# Start of PASSAGE
The photoconductive materials which may be used to form the photoconductor layer can be inorganic or organic photoconductors and include, but are not limited to, selenium and selenium alloys, with or without a thin protective overlayer of insulating material; cadmium sulfide; Pacogem; cadmium sulfoselenide; phthalocyanine binder coatings; and polyvinyl carbozle sensitized with 2, 4, 7 -trinitrofluoronone. A conductive support material (not shown) is utilized in conjunction with the photoreceptors and can be formed of the conventional materials such as aluminum, brass, copper, zinc, or the like having the necessary conductive properties.
A thin film of dielectric material 11 is fed from supply roll 12 past positioning and tensioning roll 13 to prevent ripples when dielectric web 11 is brought into contact with the surface of photoconductor 10. The dielectric web 11 should be present on the surface of the photoconductor as a smooth film as completely free of ripples as possible.
# End of PASSAGE
### REQUIRED TASKS
1 > Decide whether each statement agrees with the passage on photoconductor materials and the dielectric web. For each, answer yes or no and quote the deciding words of the passage.
(a) The conductive support may be formed of brass.
(b) The dielectric web is fed from positioning and tensioning roll 13.
(c) Selenium is used only with a protective overlayer of insulating material.
2 > Continue the passage on photoconductor materials and the dielectric web, starting after its last sentence.
# Start of INFORMATION SUPPLIED
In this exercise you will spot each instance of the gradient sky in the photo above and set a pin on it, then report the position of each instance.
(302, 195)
# End of INFORMATION SUPPLIED
### ANSWERS TO THE EXERCISES
1 >
(a) Yes: "can be formed of the conventional materials such as aluminum, brass, copper, zinc, or the like"
(b) No: "fed from supply roll 12 past positioning and tensioning roll 13"
(c) No: "with or without a thin protective overlayer of insulating material"

2 >
Any suitable dielectric material may be employed as the interposed film or web in the practice of this invention. Typically, the web should have sufficient tensile strength and dimensional stability to enable it to be readily interposed and maintained in uniform contact with the imaging surface with an air gap A therebetween, and adequate resistivity and dielectric strength to enable development in response to an electrostatic charge pattern present on the surface of the film. To provide the necessary mechanical properties and to maintain the film in this type of contact with the imaging surface without distortion of the film, it is generally preferred that the film have a tensile strength greater than about 4,000 pounds per square inch and the percent elongation of the film be very small. Typically, the films are nonporous and from about 6 microns to about 75 microns in thickness. Six microns is generally the lower limit due to the general inability to mechanically handle thinner films. The upper limit of about 75 microns is generally the thickness through which development may take place without significant loss of image charge density. In addition, the voltage applied to the developer roll to induce developer transfer generally increases with the thickness of the interposed film. For film thickness greater than about 75 microns, for example, voltages greater than about 1,000 volts may be necessary. On the other hand, with increasing dielectric film thickness the handling of the film during the interposition, development, transfer and separating operations is more readily facilitated. Optimum balance between mechanical handling of the film and deterioration of image resolution is generally achieved with films having a thickness of from about 12 to about 50 microns. Preferably, we employ films having a thickness of from about 12 to 25 microns. The interposed films typically have volume resistivities greater than about 1010 ohm-cm. Typically, the interposed films having dielectric constants greater than about 2.2.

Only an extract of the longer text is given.